=== Stored records ===

_____

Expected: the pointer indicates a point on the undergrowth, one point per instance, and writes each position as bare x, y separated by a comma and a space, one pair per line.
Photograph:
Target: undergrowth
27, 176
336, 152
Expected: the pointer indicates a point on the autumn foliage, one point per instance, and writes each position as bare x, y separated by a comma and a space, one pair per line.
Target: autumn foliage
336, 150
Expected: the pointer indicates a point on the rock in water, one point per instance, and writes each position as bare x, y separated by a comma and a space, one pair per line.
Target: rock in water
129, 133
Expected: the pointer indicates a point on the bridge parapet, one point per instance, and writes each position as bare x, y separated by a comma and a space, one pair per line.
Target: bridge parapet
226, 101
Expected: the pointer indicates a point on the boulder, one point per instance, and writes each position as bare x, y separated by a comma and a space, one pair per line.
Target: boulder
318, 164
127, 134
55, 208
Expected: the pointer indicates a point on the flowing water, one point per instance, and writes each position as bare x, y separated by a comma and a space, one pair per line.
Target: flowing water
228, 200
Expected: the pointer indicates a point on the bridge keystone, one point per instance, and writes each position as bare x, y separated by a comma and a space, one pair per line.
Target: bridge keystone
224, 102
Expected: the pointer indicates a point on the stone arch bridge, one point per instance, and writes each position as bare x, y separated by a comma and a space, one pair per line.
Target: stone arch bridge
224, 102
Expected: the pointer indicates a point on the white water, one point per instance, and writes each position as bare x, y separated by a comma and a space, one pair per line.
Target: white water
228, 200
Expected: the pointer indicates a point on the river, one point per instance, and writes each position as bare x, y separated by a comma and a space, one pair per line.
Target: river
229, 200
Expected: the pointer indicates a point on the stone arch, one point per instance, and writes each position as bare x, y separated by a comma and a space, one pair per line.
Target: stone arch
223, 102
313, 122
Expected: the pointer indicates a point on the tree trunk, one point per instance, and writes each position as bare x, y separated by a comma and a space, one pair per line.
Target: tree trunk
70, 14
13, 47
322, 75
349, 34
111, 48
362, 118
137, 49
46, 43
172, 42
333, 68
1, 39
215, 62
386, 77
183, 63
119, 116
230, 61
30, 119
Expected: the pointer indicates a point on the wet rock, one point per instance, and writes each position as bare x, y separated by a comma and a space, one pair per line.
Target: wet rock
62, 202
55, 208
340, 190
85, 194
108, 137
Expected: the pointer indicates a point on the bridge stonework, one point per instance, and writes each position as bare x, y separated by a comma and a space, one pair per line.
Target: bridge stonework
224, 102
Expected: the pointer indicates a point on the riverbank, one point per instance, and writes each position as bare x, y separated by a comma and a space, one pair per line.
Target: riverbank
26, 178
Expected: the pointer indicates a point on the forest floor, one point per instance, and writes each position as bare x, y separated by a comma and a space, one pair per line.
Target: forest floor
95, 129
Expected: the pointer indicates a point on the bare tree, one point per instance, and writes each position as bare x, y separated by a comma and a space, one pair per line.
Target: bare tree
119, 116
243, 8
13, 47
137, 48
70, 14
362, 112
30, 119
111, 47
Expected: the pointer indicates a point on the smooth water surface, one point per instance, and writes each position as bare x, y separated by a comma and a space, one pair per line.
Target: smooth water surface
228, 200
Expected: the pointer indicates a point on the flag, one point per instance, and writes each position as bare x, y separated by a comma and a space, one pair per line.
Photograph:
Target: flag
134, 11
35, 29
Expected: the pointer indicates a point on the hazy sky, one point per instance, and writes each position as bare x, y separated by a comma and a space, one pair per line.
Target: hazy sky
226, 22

_____

=== Prompt ===
Could you please repeat the data exactly as given?

=== Response to the exercise ===
Expected: the pointer indicates a point on the undergrowth, one point per instance, and writes each position as bare x, y separated by a comma and a space, one pair per line.
Photograph:
Target: undergrowth
27, 176
336, 152
Expected: the pointer indicates a point on the autumn foliage, one point per instance, and writes each position as bare x, y separated by a comma and a space, one pair per line.
Target: autumn foliage
336, 150
Expected: the pointer indicates a point on the rock in water, one point per instance, and writes each position as bare x, y separated by a comma and a space, one pair per line.
Target: rock in water
129, 133
Expected: the pointer indicates a point on the bridge parapet, one point per instance, and writes each position as bare x, y separated by a comma and a space, one pair per line.
Target: bridge parapet
226, 101
Expected: the pointer indicates a point on the boulder, one point per instance, and writes each position as bare x, y separated by a comma and a space, one pair per line.
Target: boulder
318, 164
127, 134
55, 208
Expected: the pointer indicates a point on the flowing water, one point per instance, and writes each position as bare x, y separated by a comma and a space, one pair per line.
Target: flowing water
228, 200
Expected: the pointer indicates a point on the bridge keystone, one point per instance, and writes each position as bare x, y separated by a comma and a space, one pair per line.
Target: bridge keystone
224, 102
Expected: the pointer indicates a point on the stone arch bridge, one point per instance, and writes each position as bare x, y separated by a comma and a space, one pair per line.
Target: stone arch bridge
224, 102
Expected: the pointer indicates a point on the white water, one point per instance, and writes each position as bare x, y separated by a comma and a space, one pair per line.
Target: white water
228, 200
Expected: the pointer indicates a point on the river, one point per instance, and writes each position as bare x, y separated by a comma and a space, one pair per line.
Target: river
229, 200
Expected: the pointer indicates a point on the stone arch, one point per instance, and writes each position as bare x, y separated by a comma and a space, one pair per line.
Target: stone arch
223, 102
313, 122
Expected: the pointer indicates a point on the tree trunk, one point per instance, and writes each position as bare x, y separated by a comma and a space, one pair per line.
Target: tree trunk
70, 14
13, 47
322, 75
349, 34
111, 48
362, 118
137, 49
46, 43
172, 42
333, 68
1, 39
215, 62
386, 77
183, 63
119, 116
230, 61
30, 119
Expected: the pointer indicates a point on the wet rock, one point per instance, and writes each position as bare x, y separated by a comma and a space, one pair per line.
Target: wet rock
62, 202
55, 208
340, 190
85, 194
108, 137
Expected: the pointer indicates a point on the bridge stonework, one point per instance, and writes each position as bare x, y separated by a comma and a space, one pair per line.
Target: bridge stonework
224, 102
Expected: the pointer indicates a point on the riverbank, one point per instance, and writes each position as bare x, y separated by a comma and a space, one pair per line.
Target: riverbank
26, 178
Expected: the pointer indicates a point on the forest floor, one point per instance, and writes each position as bare x, y separated by a comma and a space, one pair per line.
Target: forest floor
95, 129
Expected: the pointer indicates a point on the bare tree, one point per instance, and writes each position as bare x, y separated by a comma and a space, one pair per line.
Target: bare tree
119, 116
243, 8
13, 47
137, 48
70, 14
362, 112
30, 119
111, 47
Expected: the pointer indicates a point on the smooth water surface, one point per instance, and writes each position as bare x, y separated by a comma and a space, one pair per line.
Target: smooth water surface
228, 200
Expected: the pointer indicates a point on the flag, one point per instance, and writes each position as bare x, y separated by a comma and a space, one pair per line.
Photograph:
Target: flag
134, 11
35, 29
Expected: the pointer indicates a point on the hazy sky, one point per instance, and writes each position as bare x, y separated by a comma and a space, one pair per line.
Target: hazy sky
226, 22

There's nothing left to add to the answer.